### WHAT THE EXERCISE ASKS:
Without pictures, repeat exactly the lines from the one containing "box: [0, 18, 295, 23]" through the end of the entries.

■ ■ ■ ■ ■ ■ ■

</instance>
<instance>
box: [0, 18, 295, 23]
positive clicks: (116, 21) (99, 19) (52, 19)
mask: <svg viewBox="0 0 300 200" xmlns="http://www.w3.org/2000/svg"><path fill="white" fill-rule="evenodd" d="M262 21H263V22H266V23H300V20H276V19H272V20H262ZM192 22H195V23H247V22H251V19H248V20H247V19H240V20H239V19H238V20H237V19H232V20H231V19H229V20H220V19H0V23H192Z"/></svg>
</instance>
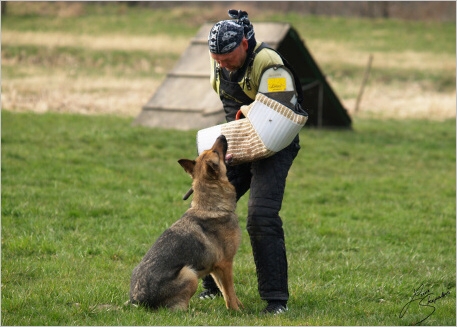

■ ■ ■ ■ ■ ■ ■

### TASK RESULT:
box: [0, 18, 295, 23]
positive clicks: (116, 21) (99, 19) (52, 19)
mask: <svg viewBox="0 0 300 200" xmlns="http://www.w3.org/2000/svg"><path fill="white" fill-rule="evenodd" d="M262 21H263V22H266V23H300V20H276V19H272V20H262ZM192 22H195V23H247V22H251V19H248V20H247V19H240V20H239V19H238V20H237V19H232V20H231V19H229V20H220V19H0V23H192Z"/></svg>
</instance>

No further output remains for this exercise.